**EXERCISE DETAILS**:
Render the rows below as a JSON list of strings, with one string per line and no entries for blank lines. Leave the pictures out of the list.

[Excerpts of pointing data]
○ ○ ○

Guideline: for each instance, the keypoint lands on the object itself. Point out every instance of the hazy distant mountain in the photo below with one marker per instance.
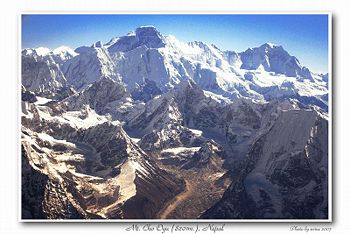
(147, 126)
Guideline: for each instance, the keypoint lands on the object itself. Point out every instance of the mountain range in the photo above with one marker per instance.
(147, 126)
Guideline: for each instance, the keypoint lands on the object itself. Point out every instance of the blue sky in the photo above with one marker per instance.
(304, 36)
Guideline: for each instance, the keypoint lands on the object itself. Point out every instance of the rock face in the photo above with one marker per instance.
(274, 59)
(96, 170)
(149, 63)
(133, 128)
(285, 173)
(41, 74)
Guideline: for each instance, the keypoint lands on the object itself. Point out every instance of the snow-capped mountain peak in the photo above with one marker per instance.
(146, 35)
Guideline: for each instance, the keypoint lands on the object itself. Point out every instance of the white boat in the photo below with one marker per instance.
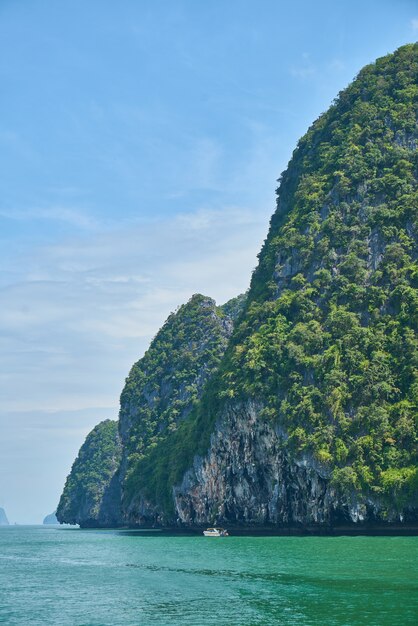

○ ○ ○

**EXPECTED ANSWER**:
[
  "Guideline: for each instance, the keypoint lands on the object itself. Point out every instance of the hazy distant mountain in the photo below with one marker per instance.",
  "(147, 126)",
  "Guideline: for each instance, the keypoint lands on the object itself. Point out every instance of the mountain range in the photo above with one marker per instance.",
  "(147, 126)",
  "Guideline: for each instance, the keypoint lands on the object itself. Point out every instance of the blue sky in the photo above with one marker per instance.",
  "(304, 36)",
  "Guideline: for each instance, the keypoint lands on the object itself. Point out every instance of the rock face in the photo above with one marker per instance.",
  "(274, 59)",
  "(96, 170)",
  "(149, 63)",
  "(133, 128)",
  "(285, 173)",
  "(41, 74)",
  "Guideline: for each instance, the keypoint lands on the object itself. Point out every instance of the snow-capped mountain peak in the photo above with one marker per instance.",
  "(146, 35)",
  "Guideline: for each instance, the keypoint lands on the object itself. Point out every instance of the white boat in the photo below with one marker per instance."
]